# PASSAGE PROVIDED
* * *

- Jonni Future, as realized by Arthur Adams.

Publication information
- Publisher: America's Best Comics
- First appearance: Tom Strong's Terrific Tales #1
- Created by: Steve Moore Arthur Adams

In-story information
- Alter ego: Jonni Ray
- Abilities: No superhuman abilities, but is intelligent and brave. Possesses a universal translator helmet, a fish-shaped spaceship and a ray gun along with other 'pulp style' equipment.

= Jonni Future =

Jonni Future is a fictional comic book heroine, who appeared in the pages of Tom Strong's Terrific Tales, a series published under writer Alan Moore's America's Best Comics line of comic books for WildStorm Comics. The stories were written by Steve Moore (no relation) and most of them were illustrated by Arthur Adams.

==Concept==
Jonni Future was created in 2002 by writer Steve Moore and artist Arthur Adams, as a pastiche of a pulp science fiction series like Adam Strange and Barbarella. It was published in eight-page installments in the America's Best Comics anthology Tom Strong's Terrific Tales, the first ten issues of which Adams penciled from 2002 to 2004. Adams' work on "Jonni Future" has been characterized as exhibiting a romantic influence, with greater amounts realism and fine hatching, which Adams refers to as "noodling". Adams says he was inspired by sources such as Paolo Eleuteri Serpieri, Warren Publishing's Vampirella, and the character designs in Capcom video game character books when he drew "Jonni Future", and refrained from using straight edges or templates in order to achieve a more elegant, hand-drawn appearance. Adams drew the first three chapters of "Jonni Future" at twice the printed comic size, and also drew the fifth chapter, "The Garden of the Sklin", at a size larger than standard, in order to render more detail than usual in those stories. He regards "Jonni Future" as his best work.

Despite the well-endowed character's incredulity at the idea that her uncle intended her to wear the revealing costume that she wears in the series, Jonni nonetheless accepts her role as an adventurer, with much of the plots centering on or making mention of her attractive nature, or barely clothed damsels in distress in general. For example, in the second installment, "Moth Women of the Myriad Moons", Jonni battles a swarm of creatures with greatly exaggerated female characteristics like her own. In the third chapter, "The Seraglio of the Stars", Jonni is captured with the intent of making her a sex slave, but escapes with a plan in which she and the other slaves use their sexuality against their captors, one that includes Jonni being briefly nude.

In the fourth story, "The Witch of the World's End", a group of 16th century Christian witch-hunters are transported into the future, and encounter a city whose motifs indicate a liberated view of sexuality and nudity, causing them to conclude that they have reached the literal "end of the world", and that Jonni Future is a witch.

* * *

# LISTING
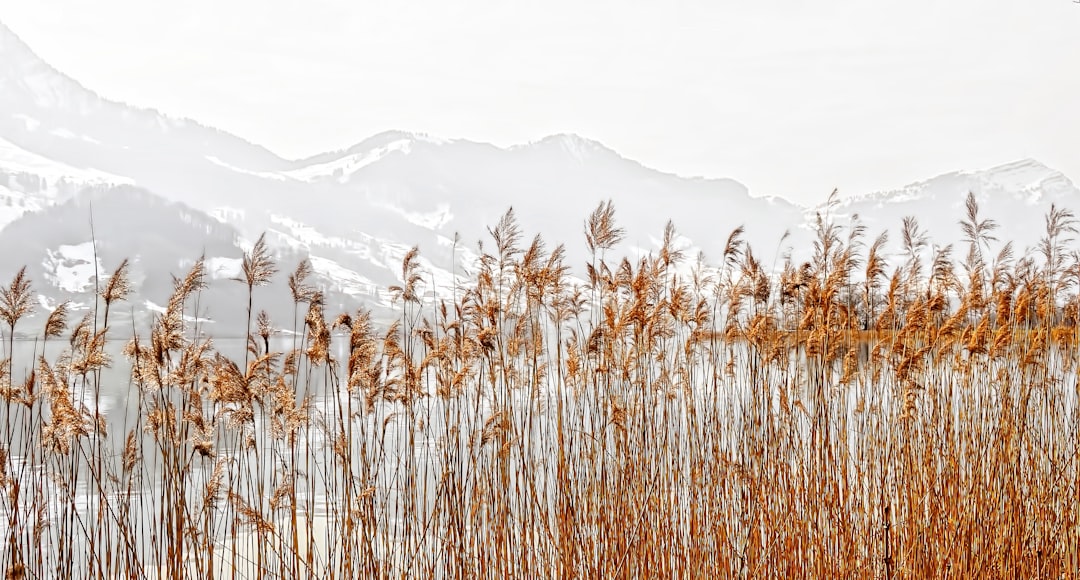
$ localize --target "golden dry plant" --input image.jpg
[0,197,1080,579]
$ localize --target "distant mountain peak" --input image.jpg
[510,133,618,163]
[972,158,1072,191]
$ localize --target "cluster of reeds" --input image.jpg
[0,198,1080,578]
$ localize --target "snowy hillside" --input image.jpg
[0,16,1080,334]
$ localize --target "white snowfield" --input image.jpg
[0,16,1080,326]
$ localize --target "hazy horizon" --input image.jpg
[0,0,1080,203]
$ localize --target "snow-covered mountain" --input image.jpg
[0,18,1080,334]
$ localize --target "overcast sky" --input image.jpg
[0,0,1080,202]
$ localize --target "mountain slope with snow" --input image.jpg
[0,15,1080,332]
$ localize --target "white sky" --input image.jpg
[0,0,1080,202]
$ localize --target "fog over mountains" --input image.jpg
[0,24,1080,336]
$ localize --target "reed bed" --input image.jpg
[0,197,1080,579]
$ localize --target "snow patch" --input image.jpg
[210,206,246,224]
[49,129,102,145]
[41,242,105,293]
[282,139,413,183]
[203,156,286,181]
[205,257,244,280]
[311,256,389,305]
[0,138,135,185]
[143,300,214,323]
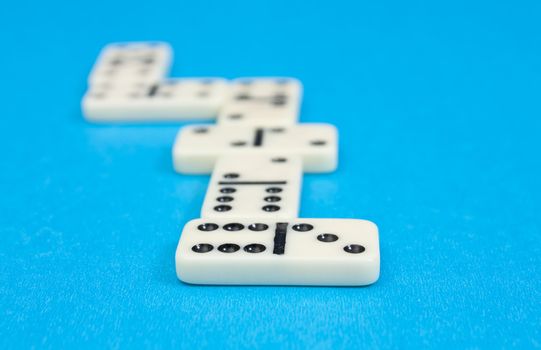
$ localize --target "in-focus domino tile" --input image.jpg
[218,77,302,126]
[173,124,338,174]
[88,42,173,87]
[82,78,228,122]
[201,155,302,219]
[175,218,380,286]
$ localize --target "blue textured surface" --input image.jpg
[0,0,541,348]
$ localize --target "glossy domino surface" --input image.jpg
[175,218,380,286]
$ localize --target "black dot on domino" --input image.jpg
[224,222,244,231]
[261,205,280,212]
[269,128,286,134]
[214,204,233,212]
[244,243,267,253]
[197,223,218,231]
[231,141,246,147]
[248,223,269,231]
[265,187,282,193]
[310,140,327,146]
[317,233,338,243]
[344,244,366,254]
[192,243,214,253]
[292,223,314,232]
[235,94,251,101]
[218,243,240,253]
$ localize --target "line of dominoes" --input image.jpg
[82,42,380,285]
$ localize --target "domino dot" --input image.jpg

* * *

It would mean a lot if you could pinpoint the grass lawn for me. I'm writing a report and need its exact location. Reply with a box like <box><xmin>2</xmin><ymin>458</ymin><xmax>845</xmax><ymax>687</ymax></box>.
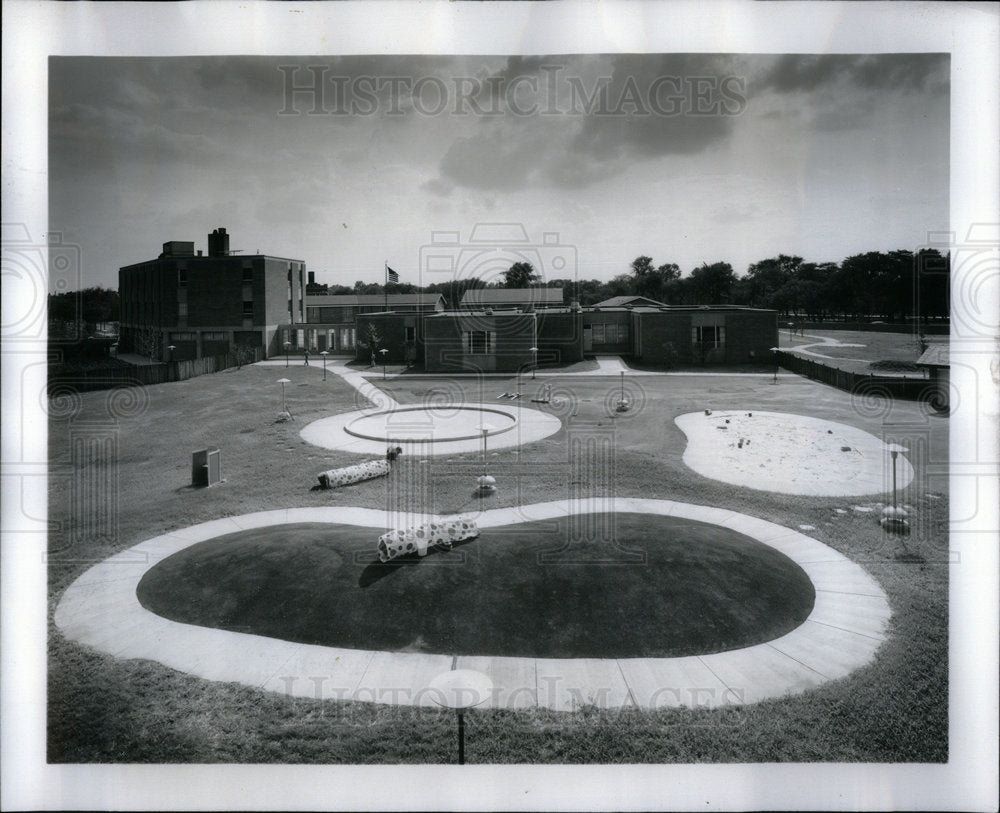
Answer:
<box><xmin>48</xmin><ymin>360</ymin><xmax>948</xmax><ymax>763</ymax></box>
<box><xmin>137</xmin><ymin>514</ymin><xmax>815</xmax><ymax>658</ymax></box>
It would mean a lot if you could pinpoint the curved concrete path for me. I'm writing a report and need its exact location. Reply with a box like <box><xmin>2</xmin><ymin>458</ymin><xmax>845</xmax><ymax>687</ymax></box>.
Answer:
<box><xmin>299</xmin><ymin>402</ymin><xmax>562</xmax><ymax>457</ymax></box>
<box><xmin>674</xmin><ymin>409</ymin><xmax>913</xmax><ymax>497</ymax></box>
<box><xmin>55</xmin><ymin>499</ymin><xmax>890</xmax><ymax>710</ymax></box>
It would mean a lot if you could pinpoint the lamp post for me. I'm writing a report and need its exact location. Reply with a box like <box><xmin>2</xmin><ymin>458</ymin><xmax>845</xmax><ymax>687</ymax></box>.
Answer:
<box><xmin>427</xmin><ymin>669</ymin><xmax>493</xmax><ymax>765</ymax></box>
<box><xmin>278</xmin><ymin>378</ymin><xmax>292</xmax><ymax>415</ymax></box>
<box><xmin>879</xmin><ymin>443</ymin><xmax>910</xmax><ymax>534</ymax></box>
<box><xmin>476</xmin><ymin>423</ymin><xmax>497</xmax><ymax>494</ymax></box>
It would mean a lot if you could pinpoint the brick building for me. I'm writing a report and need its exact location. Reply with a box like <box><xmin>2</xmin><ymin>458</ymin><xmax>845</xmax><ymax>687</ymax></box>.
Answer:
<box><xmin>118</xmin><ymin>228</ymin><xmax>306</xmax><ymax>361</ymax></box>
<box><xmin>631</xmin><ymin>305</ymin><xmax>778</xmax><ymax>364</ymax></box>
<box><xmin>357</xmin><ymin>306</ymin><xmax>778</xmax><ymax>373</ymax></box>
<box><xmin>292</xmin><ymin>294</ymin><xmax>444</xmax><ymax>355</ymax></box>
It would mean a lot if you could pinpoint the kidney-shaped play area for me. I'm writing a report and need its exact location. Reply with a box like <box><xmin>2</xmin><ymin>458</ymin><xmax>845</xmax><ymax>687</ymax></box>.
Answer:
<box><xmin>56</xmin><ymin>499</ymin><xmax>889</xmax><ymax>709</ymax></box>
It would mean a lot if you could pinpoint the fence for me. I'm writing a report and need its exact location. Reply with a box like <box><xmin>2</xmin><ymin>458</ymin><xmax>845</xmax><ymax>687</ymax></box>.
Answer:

* * *

# REQUIREMENTS
According to the Jonni Future text, what term does Arthur Adams use for the fine hatching in his work on the series? The rows are separate material and unrelated to the Jonni Future text.

# FINAL RESULT
"Noodling."